Set out the rows below as a numbered list, from the line with "point: goalkeeper gloves" through the last row, leaving out any blank lines.

─── GIVEN INFORMATION

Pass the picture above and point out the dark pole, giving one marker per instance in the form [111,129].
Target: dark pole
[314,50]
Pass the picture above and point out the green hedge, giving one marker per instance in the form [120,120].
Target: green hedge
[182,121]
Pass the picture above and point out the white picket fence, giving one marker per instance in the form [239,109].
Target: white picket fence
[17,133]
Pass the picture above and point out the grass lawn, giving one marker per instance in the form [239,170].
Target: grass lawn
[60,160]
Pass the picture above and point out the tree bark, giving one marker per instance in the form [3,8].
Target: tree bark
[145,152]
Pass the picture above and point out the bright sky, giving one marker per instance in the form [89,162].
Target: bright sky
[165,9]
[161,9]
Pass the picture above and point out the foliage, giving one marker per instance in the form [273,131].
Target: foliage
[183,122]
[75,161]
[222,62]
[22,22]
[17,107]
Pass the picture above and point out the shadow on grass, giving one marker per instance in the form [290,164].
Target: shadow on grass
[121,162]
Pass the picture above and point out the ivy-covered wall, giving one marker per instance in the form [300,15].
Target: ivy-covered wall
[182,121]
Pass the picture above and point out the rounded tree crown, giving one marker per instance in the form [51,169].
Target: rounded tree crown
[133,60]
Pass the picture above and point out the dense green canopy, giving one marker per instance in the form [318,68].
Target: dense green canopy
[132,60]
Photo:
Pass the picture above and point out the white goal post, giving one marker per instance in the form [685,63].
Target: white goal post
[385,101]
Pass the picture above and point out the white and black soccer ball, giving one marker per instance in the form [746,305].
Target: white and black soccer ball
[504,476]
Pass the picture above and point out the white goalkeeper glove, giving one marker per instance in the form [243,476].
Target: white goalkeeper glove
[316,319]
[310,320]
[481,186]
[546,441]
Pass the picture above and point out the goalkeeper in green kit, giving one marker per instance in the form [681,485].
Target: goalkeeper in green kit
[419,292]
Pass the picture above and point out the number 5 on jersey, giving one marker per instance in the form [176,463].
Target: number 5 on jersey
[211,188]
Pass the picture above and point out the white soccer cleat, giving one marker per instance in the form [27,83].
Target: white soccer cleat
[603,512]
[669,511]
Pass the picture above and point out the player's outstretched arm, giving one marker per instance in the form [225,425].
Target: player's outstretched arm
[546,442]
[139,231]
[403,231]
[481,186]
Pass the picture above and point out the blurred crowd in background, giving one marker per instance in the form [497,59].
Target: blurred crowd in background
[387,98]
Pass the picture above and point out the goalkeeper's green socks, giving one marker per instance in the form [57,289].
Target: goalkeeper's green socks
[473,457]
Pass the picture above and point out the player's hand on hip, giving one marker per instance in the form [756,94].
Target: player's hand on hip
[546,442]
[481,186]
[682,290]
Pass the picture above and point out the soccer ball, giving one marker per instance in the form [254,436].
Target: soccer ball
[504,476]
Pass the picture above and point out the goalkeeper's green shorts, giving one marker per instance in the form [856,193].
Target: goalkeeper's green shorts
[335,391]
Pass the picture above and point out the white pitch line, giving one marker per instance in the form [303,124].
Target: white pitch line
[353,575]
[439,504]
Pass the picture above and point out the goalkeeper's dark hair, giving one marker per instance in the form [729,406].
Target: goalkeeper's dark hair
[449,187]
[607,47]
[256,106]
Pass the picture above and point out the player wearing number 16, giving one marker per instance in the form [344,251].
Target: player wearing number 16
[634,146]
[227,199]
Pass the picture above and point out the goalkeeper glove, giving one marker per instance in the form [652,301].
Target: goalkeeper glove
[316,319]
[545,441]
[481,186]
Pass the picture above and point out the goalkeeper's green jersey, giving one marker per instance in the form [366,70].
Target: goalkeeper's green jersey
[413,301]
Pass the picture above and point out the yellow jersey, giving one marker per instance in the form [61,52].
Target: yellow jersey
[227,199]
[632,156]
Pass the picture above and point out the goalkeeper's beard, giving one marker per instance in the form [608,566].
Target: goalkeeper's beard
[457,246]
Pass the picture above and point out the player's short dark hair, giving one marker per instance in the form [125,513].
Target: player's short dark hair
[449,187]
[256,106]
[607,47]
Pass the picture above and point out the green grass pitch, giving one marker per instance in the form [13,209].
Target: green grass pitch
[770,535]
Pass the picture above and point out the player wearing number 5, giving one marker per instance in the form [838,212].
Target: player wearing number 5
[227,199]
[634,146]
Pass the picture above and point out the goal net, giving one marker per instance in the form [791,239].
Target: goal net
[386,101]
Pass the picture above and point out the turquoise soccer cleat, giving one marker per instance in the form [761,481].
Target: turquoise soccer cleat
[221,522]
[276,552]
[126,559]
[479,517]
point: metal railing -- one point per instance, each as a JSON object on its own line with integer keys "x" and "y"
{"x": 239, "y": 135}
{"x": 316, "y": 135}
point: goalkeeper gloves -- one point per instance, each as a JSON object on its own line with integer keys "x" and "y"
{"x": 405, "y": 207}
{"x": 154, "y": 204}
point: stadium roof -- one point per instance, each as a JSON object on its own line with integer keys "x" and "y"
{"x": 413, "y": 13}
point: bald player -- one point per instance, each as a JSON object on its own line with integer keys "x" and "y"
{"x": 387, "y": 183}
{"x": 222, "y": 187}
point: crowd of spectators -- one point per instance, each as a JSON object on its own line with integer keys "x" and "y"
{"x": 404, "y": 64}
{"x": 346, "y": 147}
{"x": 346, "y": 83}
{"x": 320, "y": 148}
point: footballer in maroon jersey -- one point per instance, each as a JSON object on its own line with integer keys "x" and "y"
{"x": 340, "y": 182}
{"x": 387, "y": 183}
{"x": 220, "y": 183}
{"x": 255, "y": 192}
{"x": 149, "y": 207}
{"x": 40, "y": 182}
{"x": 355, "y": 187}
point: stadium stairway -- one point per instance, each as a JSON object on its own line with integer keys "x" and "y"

──────

◆ **THE RESULT**
1. point: goalkeeper gloves -- one point per instance, each as a JSON object on its own line with integer keys "x" and "y"
2. {"x": 405, "y": 207}
3. {"x": 154, "y": 204}
4. point: stadium roof -- one point per instance, each as a JSON object on its own line with integer keys "x" and "y"
5. {"x": 413, "y": 13}
6. point: bald player -- one point per instance, each as a JSON object on its own line with integer keys "x" and "y"
7. {"x": 387, "y": 183}
8. {"x": 222, "y": 187}
9. point: crowd of spectators -- one point per instance, each as a JSON object on its own line with integer keys "x" and "y"
10. {"x": 404, "y": 64}
11. {"x": 346, "y": 147}
12. {"x": 346, "y": 83}
13. {"x": 320, "y": 148}
14. point: footballer in maroon jersey -- one point per instance, each as a JSON object on its own line with integer keys "x" and "y"
15. {"x": 340, "y": 182}
16. {"x": 387, "y": 183}
17. {"x": 220, "y": 183}
18. {"x": 255, "y": 192}
19. {"x": 149, "y": 207}
20. {"x": 40, "y": 182}
21. {"x": 355, "y": 187}
22. point: stadium stairway -- one point per instance, each as a JSON object on its own line with integer keys "x" and "y"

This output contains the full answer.